> Detalles del ejercicio
Pasa todas las líneas de los datos a una tabla Markdown con las columnas «Fila» y «Línea», que llevan el número de fila y la línea. Deja fuera las líneas en blanco.

Entradas de datos guardadas
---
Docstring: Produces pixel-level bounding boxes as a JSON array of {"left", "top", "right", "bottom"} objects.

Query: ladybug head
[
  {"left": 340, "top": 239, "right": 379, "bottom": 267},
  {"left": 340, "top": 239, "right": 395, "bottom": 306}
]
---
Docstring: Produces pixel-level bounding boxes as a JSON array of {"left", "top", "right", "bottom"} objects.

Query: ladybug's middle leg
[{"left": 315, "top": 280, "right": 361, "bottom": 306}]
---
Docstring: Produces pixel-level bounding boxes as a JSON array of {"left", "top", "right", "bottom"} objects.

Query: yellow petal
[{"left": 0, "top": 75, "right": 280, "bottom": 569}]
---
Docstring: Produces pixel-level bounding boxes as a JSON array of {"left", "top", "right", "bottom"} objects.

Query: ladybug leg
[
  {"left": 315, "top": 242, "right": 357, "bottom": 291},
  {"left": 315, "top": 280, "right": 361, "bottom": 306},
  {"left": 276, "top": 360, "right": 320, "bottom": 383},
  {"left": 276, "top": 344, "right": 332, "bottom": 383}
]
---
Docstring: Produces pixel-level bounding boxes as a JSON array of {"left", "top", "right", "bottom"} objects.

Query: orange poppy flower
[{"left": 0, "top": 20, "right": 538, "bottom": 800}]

> Resultado del ejercicio
| Fila | Línea |
|---|---|
| 1 | --- |
| 2 | Docstring: Produces pixel-level bounding boxes as a JSON array of {"left", "top", "right", "bottom"} objects. |
| 3 | Query: ladybug head |
| 4 | [ |
| 5 |   {"left": 340, "top": 239, "right": 379, "bottom": 267}, |
| 6 |   {"left": 340, "top": 239, "right": 395, "bottom": 306} |
| 7 | ] |
| 8 | --- |
| 9 | Docstring: Produces pixel-level bounding boxes as a JSON array of {"left", "top", "right", "bottom"} objects. |
| 10 | Query: ladybug's middle leg |
| 11 | [{"left": 315, "top": 280, "right": 361, "bottom": 306}] |
| 12 | --- |
| 13 | Docstring: Produces pixel-level bounding boxes as a JSON array of {"left", "top", "right", "bottom"} objects. |
| 14 | Query: yellow petal |
| 15 | [{"left": 0, "top": 75, "right": 280, "bottom": 569}] |
| 16 | --- |
| 17 | Docstring: Produces pixel-level bounding boxes as a JSON array of {"left", "top", "right", "bottom"} objects. |
| 18 | Query: ladybug leg |
| 19 | [ |
| 20 |   {"left": 315, "top": 242, "right": 357, "bottom": 291}, |
| 21 |   {"left": 315, "top": 280, "right": 361, "bottom": 306}, |
| 22 |   {"left": 276, "top": 360, "right": 320, "bottom": 383}, |
| 23 |   {"left": 276, "top": 344, "right": 332, "bottom": 383} |
| 24 | ] |
| 25 | --- |
| 26 | Docstring: Produces pixel-level bounding boxes as a JSON array of {"left", "top", "right", "bottom"} objects. |
| 27 | Query: orange poppy flower |
| 28 | [{"left": 0, "top": 20, "right": 538, "bottom": 800}] |